- _Your goal_
Recast the data below as a Markdown table with two columns, Row for the line number and Content for the line itself. Omit blank lines.
⟨
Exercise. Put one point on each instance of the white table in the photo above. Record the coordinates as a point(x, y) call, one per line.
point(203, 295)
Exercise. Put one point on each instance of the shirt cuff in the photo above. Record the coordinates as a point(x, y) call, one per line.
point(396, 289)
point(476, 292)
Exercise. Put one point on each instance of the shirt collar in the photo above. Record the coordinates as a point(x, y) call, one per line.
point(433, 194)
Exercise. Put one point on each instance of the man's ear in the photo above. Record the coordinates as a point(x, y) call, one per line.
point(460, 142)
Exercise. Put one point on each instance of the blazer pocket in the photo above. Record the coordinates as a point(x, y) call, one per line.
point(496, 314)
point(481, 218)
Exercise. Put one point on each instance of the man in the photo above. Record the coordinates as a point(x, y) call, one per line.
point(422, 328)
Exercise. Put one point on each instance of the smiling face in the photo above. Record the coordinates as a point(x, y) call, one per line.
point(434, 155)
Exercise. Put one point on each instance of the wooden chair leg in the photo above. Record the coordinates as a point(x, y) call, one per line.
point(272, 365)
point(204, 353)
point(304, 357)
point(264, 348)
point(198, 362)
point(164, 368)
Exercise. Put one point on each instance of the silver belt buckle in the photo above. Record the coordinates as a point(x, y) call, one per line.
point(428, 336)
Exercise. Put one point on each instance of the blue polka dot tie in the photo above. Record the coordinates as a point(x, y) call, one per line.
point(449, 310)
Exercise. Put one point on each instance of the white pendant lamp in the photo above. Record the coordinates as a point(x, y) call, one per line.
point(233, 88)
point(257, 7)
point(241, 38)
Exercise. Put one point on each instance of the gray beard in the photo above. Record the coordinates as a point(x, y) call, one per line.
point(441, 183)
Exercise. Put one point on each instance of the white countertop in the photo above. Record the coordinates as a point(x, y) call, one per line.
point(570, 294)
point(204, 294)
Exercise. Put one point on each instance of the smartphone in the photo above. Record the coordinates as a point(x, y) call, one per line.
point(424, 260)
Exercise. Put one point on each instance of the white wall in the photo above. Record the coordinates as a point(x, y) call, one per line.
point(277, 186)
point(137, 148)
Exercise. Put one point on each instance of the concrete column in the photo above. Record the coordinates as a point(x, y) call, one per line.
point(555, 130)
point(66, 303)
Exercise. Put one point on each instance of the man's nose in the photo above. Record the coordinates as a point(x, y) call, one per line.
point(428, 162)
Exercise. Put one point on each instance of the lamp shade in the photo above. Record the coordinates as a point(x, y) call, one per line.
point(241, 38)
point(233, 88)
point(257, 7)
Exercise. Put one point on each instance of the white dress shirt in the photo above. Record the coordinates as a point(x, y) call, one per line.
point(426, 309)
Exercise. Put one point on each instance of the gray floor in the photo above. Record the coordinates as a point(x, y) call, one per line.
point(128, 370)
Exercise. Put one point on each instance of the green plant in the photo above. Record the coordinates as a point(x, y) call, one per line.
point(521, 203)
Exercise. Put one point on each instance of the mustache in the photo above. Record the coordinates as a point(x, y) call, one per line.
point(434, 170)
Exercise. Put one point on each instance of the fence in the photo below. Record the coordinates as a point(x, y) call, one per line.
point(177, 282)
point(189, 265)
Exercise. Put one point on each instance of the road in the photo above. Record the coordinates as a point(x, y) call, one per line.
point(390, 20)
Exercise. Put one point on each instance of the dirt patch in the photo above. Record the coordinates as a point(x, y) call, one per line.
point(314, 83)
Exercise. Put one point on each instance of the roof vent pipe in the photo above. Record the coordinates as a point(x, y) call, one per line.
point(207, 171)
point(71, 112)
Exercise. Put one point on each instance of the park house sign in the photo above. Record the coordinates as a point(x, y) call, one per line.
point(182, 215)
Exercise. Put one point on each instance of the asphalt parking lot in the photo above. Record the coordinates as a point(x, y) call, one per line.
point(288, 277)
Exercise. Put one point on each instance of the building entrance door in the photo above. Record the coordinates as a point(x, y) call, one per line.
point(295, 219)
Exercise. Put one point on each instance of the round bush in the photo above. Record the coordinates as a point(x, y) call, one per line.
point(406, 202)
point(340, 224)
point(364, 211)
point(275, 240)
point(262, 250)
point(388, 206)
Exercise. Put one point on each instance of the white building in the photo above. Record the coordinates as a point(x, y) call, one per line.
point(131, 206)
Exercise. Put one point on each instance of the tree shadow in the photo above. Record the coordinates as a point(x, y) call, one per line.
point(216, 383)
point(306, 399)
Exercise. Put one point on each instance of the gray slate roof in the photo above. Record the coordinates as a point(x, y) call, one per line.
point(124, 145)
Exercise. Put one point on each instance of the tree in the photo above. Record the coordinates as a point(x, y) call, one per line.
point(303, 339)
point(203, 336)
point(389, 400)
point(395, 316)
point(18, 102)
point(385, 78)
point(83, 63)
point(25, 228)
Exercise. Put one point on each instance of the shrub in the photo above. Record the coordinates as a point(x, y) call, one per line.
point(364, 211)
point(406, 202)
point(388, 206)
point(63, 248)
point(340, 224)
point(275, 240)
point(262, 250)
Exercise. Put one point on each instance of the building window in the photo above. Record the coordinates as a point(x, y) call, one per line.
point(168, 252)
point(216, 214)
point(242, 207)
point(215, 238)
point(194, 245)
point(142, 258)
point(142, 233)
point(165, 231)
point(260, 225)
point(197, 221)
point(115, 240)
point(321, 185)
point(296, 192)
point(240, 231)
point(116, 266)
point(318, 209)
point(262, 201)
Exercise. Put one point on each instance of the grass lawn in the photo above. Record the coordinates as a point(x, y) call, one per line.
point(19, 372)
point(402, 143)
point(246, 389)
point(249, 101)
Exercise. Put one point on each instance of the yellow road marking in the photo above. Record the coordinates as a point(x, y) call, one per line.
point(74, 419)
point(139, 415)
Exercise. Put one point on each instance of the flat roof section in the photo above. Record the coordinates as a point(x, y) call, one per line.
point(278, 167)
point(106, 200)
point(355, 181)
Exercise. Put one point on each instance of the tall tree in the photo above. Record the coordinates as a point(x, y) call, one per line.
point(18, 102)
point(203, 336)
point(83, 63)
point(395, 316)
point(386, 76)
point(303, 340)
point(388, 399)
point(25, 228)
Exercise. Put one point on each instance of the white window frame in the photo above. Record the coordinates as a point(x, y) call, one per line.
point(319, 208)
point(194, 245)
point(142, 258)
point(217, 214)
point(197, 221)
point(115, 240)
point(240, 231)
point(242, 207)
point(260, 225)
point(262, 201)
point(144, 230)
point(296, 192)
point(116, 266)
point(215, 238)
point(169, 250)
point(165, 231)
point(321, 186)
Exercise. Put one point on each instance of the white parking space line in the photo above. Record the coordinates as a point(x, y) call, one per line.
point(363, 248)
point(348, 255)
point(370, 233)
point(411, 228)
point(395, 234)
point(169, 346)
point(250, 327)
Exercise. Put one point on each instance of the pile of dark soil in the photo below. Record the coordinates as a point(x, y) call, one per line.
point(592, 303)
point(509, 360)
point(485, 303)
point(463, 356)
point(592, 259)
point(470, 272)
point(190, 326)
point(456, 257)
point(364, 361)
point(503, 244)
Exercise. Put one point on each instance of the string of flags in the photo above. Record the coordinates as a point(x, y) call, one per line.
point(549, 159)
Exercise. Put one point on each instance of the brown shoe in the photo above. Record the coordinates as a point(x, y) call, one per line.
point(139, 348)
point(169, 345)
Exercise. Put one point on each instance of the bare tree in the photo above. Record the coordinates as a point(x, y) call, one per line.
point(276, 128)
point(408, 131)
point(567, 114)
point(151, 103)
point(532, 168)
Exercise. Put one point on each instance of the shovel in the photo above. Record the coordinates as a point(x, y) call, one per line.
⟩
- _Complete response_
| Row | Content |
|---|---|
| 1 | Exercise. Put one point on each instance of the white table in the photo above. Record the coordinates as a point(x, y) call, one per line. |
| 2 | point(203, 295) |
| 3 | Exercise. Put one point on each instance of the shirt cuff in the photo above. Record the coordinates as a point(x, y) call, one per line. |
| 4 | point(396, 289) |
| 5 | point(476, 292) |
| 6 | Exercise. Put one point on each instance of the shirt collar in the photo above. Record the coordinates as a point(x, y) call, one per line. |
| 7 | point(433, 194) |
| 8 | Exercise. Put one point on each instance of the man's ear in the photo above. Record the coordinates as a point(x, y) call, one per line. |
| 9 | point(460, 142) |
| 10 | Exercise. Put one point on each instance of the blazer pocket in the photo above. Record the coordinates as a point(x, y) call, one per line. |
| 11 | point(496, 314) |
| 12 | point(481, 218) |
| 13 | Exercise. Put one point on each instance of the man in the photo above. Record the coordinates as a point(x, y) call, one per line. |
| 14 | point(422, 328) |
| 15 | Exercise. Put one point on each instance of the smiling face in the photo above. Record the coordinates as a point(x, y) call, one per line. |
| 16 | point(434, 155) |
| 17 | Exercise. Put one point on each instance of the wooden chair leg in the photo above. Record the coordinates as a point(x, y) call, one per line. |
| 18 | point(272, 365) |
| 19 | point(204, 353) |
| 20 | point(304, 357) |
| 21 | point(264, 348) |
| 22 | point(198, 362) |
| 23 | point(164, 368) |
| 24 | Exercise. Put one point on each instance of the silver belt buckle in the photo above. Record the coordinates as a point(x, y) call, one per line. |
| 25 | point(428, 336) |
| 26 | Exercise. Put one point on each instance of the blue polka dot tie in the photo above. Record the coordinates as a point(x, y) call, one per line. |
| 27 | point(449, 310) |
| 28 | Exercise. Put one point on each instance of the white pendant lamp in the photo above. Record the coordinates as a point(x, y) call, one per line. |
| 29 | point(233, 88) |
| 30 | point(257, 7) |
| 31 | point(241, 38) |
| 32 | Exercise. Put one point on each instance of the gray beard in the photo above. Record the coordinates as a point(x, y) call, one per line. |
| 33 | point(441, 183) |
| 34 | Exercise. Put one point on each instance of the white countertop in the photo above. Record the coordinates as a point(x, y) call, one per line. |
| 35 | point(570, 294) |
| 36 | point(204, 294) |
| 37 | Exercise. Put one point on each instance of the smartphone in the photo above. Record the coordinates as a point(x, y) call, one per line. |
| 38 | point(424, 260) |
| 39 | Exercise. Put one point on each instance of the white wall in the photo above. Record the coordinates as a point(x, y) call, one per line. |
| 40 | point(277, 186) |
| 41 | point(137, 148) |
| 42 | Exercise. Put one point on each instance of the concrete column in the photo above. Record the coordinates as a point(x, y) call, one per line. |
| 43 | point(555, 130) |
| 44 | point(66, 303) |
| 45 | Exercise. Put one point on each instance of the man's nose in the photo above. Record the coordinates as a point(x, y) call, one per line. |
| 46 | point(428, 162) |
| 47 | Exercise. Put one point on each instance of the lamp shade in the photo above. Record the coordinates as a point(x, y) call, one per line. |
| 48 | point(241, 38) |
| 49 | point(233, 88) |
| 50 | point(257, 7) |
| 51 | Exercise. Put one point on each instance of the white dress shirt in the photo above. Record the coordinates as a point(x, y) call, one per line. |
| 52 | point(426, 309) |
| 53 | Exercise. Put one point on each instance of the gray floor in the photo above. Record the coordinates as a point(x, y) call, one per line. |
| 54 | point(128, 370) |
| 55 | Exercise. Put one point on each instance of the green plant in the photo above. Record the coordinates as a point(x, y) call, one per line. |
| 56 | point(521, 203) |
| 57 | Exercise. Put one point on each instance of the mustache in the photo above. Record the coordinates as a point(x, y) call, one per line. |
| 58 | point(434, 170) |
| 59 | Exercise. Put one point on each instance of the fence in the photo below. Record the coordinates as a point(x, y) call, one per line. |
| 60 | point(177, 282) |
| 61 | point(189, 265) |
| 62 | Exercise. Put one point on each instance of the road in the photo above. Record the coordinates as a point(x, y) call, one per line. |
| 63 | point(390, 20) |
| 64 | Exercise. Put one point on each instance of the dirt patch in the photo above. Record the coordinates as a point(x, y) call, one per line. |
| 65 | point(314, 83) |
| 66 | Exercise. Put one point on each instance of the roof vent pipe in the photo above. Record the coordinates as a point(x, y) call, one per line. |
| 67 | point(207, 171) |
| 68 | point(71, 112) |
| 69 | Exercise. Put one point on each instance of the park house sign in the photo above. Record the coordinates as a point(x, y) call, one per line. |
| 70 | point(182, 215) |
| 71 | Exercise. Put one point on each instance of the asphalt parking lot in the photo above. Record the coordinates as a point(x, y) call, one per line. |
| 72 | point(288, 277) |
| 73 | Exercise. Put one point on each instance of the building entrance door in the photo above. Record the coordinates as a point(x, y) call, one per line. |
| 74 | point(295, 219) |
| 75 | Exercise. Put one point on each instance of the round bush in the photo above. Record the coordinates as a point(x, y) call, one per line. |
| 76 | point(406, 202) |
| 77 | point(340, 224) |
| 78 | point(364, 211) |
| 79 | point(275, 240) |
| 80 | point(262, 250) |
| 81 | point(388, 206) |
| 82 | Exercise. Put one point on each instance of the white building in the photo above. Record the coordinates as a point(x, y) call, one per line. |
| 83 | point(131, 206) |
| 84 | Exercise. Put one point on each instance of the tree shadow in the photo above. Record the coordinates as a point(x, y) call, one per line. |
| 85 | point(216, 383) |
| 86 | point(306, 399) |
| 87 | Exercise. Put one point on each instance of the gray slate roof in the photo above. Record the coordinates as a point(x, y) call, one per line. |
| 88 | point(124, 145) |
| 89 | Exercise. Put one point on each instance of the tree in the photo above. Record the coordinates as a point(x, y) call, one per line. |
| 90 | point(303, 339) |
| 91 | point(203, 336) |
| 92 | point(389, 400) |
| 93 | point(395, 316) |
| 94 | point(18, 102) |
| 95 | point(385, 78) |
| 96 | point(83, 63) |
| 97 | point(25, 228) |
| 98 | Exercise. Put one point on each instance of the shrub in the photo above. Record the coordinates as a point(x, y) call, one per line. |
| 99 | point(364, 211) |
| 100 | point(406, 202) |
| 101 | point(388, 206) |
| 102 | point(63, 248) |
| 103 | point(340, 224) |
| 104 | point(275, 240) |
| 105 | point(262, 250) |
| 106 | Exercise. Put one point on each instance of the building window in the photo above. Record the coordinates as a point(x, y) call, one per line. |
| 107 | point(168, 252) |
| 108 | point(216, 214) |
| 109 | point(242, 207) |
| 110 | point(215, 238) |
| 111 | point(194, 245) |
| 112 | point(142, 258) |
| 113 | point(142, 233) |
| 114 | point(165, 231) |
| 115 | point(260, 225) |
| 116 | point(197, 221) |
| 117 | point(115, 240) |
| 118 | point(321, 185) |
| 119 | point(296, 192) |
| 120 | point(240, 231) |
| 121 | point(116, 266) |
| 122 | point(318, 209) |
| 123 | point(262, 201) |
| 124 | Exercise. Put one point on each instance of the grass lawn in the photo above. Record the coordinates as a point(x, y) call, one per line. |
| 125 | point(19, 372) |
| 126 | point(402, 143) |
| 127 | point(246, 389) |
| 128 | point(249, 101) |
| 129 | Exercise. Put one point on each instance of the yellow road marking in the photo above. Record the coordinates as a point(x, y) call, one per line. |
| 130 | point(74, 419) |
| 131 | point(139, 415) |
| 132 | Exercise. Put one point on each instance of the flat roof section in the photo above. Record the coordinates as a point(x, y) call, one per line. |
| 133 | point(278, 167) |
| 134 | point(106, 200) |
| 135 | point(355, 181) |
| 136 | Exercise. Put one point on each instance of the tall tree in the photo above. Record the coordinates as a point(x, y) call, one per line. |
| 137 | point(18, 102) |
| 138 | point(203, 336) |
| 139 | point(83, 63) |
| 140 | point(395, 316) |
| 141 | point(386, 76) |
| 142 | point(303, 340) |
| 143 | point(388, 399) |
| 144 | point(25, 228) |
| 145 | Exercise. Put one point on each instance of the white window frame in the photo above. Record the coordinates as a point(x, y) call, one per line. |
| 146 | point(319, 208) |
| 147 | point(194, 245) |
| 148 | point(142, 258) |
| 149 | point(217, 214) |
| 150 | point(197, 221) |
| 151 | point(115, 240) |
| 152 | point(240, 231) |
| 153 | point(242, 207) |
| 154 | point(260, 225) |
| 155 | point(262, 201) |
| 156 | point(144, 230) |
| 157 | point(296, 192) |
| 158 | point(116, 266) |
| 159 | point(215, 238) |
| 160 | point(169, 250) |
| 161 | point(165, 231) |
| 162 | point(321, 186) |
| 163 | Exercise. Put one point on each instance of the white parking space line in the photo above. Record the coordinates as a point(x, y) call, one per line. |
| 164 | point(363, 248) |
| 165 | point(348, 255) |
| 166 | point(370, 233) |
| 167 | point(411, 228) |
| 168 | point(395, 234) |
| 169 | point(169, 346) |
| 170 | point(250, 327) |
| 171 | Exercise. Put one point on each instance of the pile of dark soil in the photo below. Record the coordinates as a point(x, y) call, one per line. |
| 172 | point(592, 303) |
| 173 | point(509, 360) |
| 174 | point(485, 303) |
| 175 | point(463, 356) |
| 176 | point(592, 259) |
| 177 | point(470, 272) |
| 178 | point(190, 326) |
| 179 | point(456, 257) |
| 180 | point(364, 361) |
| 181 | point(503, 244) |
| 182 | Exercise. Put one point on each instance of the string of flags in the photo above. Record the coordinates as a point(x, y) call, one per line. |
| 183 | point(549, 159) |
| 184 | Exercise. Put one point on each instance of the brown shoe in the photo above. Record the coordinates as a point(x, y) call, one per line. |
| 185 | point(139, 348) |
| 186 | point(169, 345) |
| 187 | Exercise. Put one point on each instance of the bare tree in the photo above. Record the coordinates as a point(x, y) call, one per line. |
| 188 | point(276, 128) |
| 189 | point(408, 131) |
| 190 | point(567, 114) |
| 191 | point(151, 103) |
| 192 | point(532, 168) |
| 193 | Exercise. Put one point on each instance of the shovel in the photo above. Record the coordinates as a point(x, y) call, one per line. |